--- Start Given records ---

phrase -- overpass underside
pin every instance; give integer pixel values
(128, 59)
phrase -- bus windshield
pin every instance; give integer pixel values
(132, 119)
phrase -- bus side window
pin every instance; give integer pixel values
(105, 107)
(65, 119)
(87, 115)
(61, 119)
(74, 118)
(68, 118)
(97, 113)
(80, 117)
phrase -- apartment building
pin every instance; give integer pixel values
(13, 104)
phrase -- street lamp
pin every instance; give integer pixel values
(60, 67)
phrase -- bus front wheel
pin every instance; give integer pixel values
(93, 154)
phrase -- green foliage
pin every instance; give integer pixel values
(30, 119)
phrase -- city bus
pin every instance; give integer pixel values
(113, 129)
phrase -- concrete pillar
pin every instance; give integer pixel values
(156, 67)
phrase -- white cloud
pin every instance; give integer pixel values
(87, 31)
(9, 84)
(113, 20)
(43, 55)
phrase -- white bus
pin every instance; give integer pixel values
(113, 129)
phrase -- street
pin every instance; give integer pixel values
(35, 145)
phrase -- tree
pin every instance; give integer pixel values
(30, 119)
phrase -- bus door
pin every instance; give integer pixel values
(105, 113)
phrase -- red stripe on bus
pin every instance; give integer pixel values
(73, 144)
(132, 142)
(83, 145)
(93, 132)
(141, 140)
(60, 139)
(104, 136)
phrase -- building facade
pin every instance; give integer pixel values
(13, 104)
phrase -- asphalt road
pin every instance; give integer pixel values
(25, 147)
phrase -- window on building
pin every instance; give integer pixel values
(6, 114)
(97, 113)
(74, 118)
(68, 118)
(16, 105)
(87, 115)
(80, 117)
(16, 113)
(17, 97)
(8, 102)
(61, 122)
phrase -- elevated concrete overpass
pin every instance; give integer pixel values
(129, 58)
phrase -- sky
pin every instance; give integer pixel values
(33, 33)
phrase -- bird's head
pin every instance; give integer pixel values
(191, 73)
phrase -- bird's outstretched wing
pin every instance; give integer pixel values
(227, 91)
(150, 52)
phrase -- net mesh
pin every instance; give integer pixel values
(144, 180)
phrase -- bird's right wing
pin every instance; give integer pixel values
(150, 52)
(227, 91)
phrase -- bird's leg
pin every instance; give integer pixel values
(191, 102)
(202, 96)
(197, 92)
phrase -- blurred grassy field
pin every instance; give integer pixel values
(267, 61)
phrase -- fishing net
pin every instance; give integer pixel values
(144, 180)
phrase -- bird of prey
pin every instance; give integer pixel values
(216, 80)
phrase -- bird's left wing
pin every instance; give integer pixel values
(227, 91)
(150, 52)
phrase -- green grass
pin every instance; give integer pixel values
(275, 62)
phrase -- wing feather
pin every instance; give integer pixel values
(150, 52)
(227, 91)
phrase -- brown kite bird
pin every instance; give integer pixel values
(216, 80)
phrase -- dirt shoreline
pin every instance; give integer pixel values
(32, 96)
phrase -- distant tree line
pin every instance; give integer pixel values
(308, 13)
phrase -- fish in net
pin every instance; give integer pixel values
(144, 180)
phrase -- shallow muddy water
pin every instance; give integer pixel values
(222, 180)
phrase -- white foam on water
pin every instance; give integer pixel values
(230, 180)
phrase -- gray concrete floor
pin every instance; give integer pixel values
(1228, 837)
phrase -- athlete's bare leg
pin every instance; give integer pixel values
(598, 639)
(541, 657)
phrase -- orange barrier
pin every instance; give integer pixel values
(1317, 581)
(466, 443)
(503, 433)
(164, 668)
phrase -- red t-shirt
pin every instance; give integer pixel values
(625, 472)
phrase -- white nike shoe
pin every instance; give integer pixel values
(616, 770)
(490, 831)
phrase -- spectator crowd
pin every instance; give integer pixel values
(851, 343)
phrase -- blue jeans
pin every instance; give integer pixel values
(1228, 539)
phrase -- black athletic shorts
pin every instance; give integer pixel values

--- End Given records ---

Reproduce nothing but the lines from the line containing "phrase -- orange barrier" to the last line of the data, each exactly as written.

phrase -- orange barrier
pin every instance; give integer pixel values
(1317, 581)
(466, 443)
(503, 433)
(164, 668)
phrase -- red t-shirt
pin every instance; give integer pixel values
(625, 472)
phrase -- white nike shoe
pin every instance; give integer pixel values
(616, 770)
(490, 831)
phrase -- spectator crowd
pin every instance; give integer pixel values
(851, 343)
phrase -- blue jeans
pin every instance; give integer pixel values
(1228, 539)
phrase -- black athletic shorts
pin every instance; give integer pixel values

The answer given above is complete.